Rewrite the stretch of lines from the one containing "Localize front tire." through the one containing "202;233;303;317", shifting every coordinate in the answers up by 139. Keep the requests in those lines unchanged.

^^^^^^^^

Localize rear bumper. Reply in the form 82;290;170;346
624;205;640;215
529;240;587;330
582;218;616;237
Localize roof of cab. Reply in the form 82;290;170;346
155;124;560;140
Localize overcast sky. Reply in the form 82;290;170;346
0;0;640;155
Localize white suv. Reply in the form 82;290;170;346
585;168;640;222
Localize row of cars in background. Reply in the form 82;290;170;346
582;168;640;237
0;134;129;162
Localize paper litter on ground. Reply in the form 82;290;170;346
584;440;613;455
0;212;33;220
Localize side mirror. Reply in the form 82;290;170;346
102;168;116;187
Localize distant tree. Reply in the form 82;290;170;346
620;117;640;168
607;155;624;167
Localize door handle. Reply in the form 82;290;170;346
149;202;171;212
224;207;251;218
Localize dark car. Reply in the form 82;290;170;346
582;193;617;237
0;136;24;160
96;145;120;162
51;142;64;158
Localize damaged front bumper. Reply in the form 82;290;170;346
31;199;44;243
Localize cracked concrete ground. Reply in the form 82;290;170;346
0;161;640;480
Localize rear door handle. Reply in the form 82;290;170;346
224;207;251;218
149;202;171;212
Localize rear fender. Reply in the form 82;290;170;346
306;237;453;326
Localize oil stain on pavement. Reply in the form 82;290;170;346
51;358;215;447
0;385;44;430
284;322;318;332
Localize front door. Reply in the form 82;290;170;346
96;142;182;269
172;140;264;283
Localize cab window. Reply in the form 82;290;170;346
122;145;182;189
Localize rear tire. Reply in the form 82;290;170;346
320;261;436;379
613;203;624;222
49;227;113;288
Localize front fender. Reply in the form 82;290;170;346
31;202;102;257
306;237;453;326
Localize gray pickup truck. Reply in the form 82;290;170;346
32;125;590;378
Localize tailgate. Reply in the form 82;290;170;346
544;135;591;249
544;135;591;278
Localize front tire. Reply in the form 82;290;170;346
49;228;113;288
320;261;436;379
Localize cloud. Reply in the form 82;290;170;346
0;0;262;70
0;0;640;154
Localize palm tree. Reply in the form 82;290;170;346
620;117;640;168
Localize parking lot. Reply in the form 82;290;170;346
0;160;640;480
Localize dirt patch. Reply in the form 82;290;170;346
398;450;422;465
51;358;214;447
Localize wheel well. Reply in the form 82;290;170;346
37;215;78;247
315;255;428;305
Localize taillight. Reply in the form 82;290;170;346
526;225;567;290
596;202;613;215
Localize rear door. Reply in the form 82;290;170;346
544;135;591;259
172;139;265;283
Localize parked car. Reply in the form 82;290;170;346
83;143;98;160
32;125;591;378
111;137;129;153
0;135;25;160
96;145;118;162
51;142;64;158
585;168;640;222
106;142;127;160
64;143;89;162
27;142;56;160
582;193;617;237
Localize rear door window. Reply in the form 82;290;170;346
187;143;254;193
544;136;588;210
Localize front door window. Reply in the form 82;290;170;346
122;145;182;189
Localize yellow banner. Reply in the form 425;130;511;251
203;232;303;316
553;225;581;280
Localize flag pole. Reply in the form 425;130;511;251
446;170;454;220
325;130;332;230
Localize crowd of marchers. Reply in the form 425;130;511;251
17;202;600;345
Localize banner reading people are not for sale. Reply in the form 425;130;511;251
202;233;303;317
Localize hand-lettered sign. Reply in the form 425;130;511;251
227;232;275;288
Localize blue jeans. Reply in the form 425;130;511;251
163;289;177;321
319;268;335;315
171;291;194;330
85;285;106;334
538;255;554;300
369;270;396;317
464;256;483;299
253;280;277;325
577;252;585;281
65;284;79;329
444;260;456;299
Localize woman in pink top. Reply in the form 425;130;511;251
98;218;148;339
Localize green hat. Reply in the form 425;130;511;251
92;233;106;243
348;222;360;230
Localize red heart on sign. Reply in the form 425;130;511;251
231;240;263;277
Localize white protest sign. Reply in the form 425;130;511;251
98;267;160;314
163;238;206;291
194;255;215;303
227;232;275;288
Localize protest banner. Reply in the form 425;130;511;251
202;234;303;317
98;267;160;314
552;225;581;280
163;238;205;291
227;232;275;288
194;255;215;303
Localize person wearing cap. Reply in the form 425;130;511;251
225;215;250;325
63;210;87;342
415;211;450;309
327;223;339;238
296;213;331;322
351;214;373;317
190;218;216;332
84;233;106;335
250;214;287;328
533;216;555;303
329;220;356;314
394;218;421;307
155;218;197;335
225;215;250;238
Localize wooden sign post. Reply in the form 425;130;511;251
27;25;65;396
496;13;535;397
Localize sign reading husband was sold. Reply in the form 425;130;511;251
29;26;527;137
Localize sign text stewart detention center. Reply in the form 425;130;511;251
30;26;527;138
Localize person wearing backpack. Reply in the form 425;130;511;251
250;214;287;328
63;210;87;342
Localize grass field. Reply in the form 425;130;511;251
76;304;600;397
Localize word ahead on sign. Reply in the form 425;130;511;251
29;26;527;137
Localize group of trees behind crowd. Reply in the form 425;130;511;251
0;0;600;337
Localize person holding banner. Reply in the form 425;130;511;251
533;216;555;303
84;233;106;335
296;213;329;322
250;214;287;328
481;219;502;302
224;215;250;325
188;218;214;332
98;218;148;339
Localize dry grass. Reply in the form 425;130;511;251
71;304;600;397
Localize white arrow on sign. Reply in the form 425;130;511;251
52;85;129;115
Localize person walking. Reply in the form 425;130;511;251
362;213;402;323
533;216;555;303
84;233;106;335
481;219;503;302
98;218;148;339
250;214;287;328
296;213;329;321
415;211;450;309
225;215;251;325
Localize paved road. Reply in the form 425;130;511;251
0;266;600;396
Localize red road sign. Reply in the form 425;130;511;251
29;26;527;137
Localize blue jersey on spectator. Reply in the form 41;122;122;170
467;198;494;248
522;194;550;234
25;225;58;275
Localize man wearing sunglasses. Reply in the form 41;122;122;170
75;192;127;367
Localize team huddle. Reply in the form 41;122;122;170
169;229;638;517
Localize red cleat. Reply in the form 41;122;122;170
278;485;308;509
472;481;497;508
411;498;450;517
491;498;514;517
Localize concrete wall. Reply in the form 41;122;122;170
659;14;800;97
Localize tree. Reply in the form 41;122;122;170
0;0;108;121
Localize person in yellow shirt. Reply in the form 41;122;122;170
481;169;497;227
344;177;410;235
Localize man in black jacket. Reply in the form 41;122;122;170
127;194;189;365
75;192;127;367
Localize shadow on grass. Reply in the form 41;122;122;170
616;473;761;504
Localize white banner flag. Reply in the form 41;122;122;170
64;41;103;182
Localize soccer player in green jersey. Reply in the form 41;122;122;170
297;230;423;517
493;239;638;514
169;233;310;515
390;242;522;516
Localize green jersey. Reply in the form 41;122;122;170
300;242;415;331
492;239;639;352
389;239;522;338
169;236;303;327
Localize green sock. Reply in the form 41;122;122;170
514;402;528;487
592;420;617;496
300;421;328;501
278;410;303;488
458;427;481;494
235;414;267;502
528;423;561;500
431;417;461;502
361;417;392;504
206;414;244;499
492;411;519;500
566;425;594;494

^^^^^^^^

Worked solution -
Localize front tire. Reply in the form 82;290;170;346
188;367;252;427
459;400;575;518
Localize cloud. Reply in the form 82;290;170;346
139;139;401;209
139;139;779;293
Localize palm tree. Reply in the form 82;290;170;346
759;256;779;307
Localize parking lot. Reply in the form 82;290;170;346
139;299;779;619
Localize dirt patch. Reply in the form 82;290;170;346
537;589;561;604
190;497;353;586
Localize wheel well. Reply in the form 82;290;170;346
176;354;217;386
454;394;567;444
Localize taillight. Reply in the form 82;290;170;346
665;364;706;429
735;341;752;354
Localize rear door. Reply in the form 82;290;170;346
683;274;730;398
311;278;404;422
Localize parked car. Reply in the form 82;290;170;346
222;282;237;299
171;264;730;517
250;276;268;292
139;274;164;299
235;284;257;301
190;281;203;297
724;307;779;361
245;281;266;299
203;282;228;301
166;281;195;299
721;332;756;376
Localize rear door window. Reply in the form 82;290;170;346
326;282;393;332
683;275;727;349
Localize front door window. Reply in the form 82;290;170;346
261;284;321;328
Localize yellow banner. Reply in the form 425;130;511;251
342;371;442;455
692;364;720;419
Localize flag pole. Reply in the form 425;130;511;251
585;309;593;359
464;269;471;369
Localize crowd of marchers. Reply in the form 425;130;511;251
156;341;739;484
Localize banner reading people are not for sale. Reply in the form 425;130;511;251
341;372;442;456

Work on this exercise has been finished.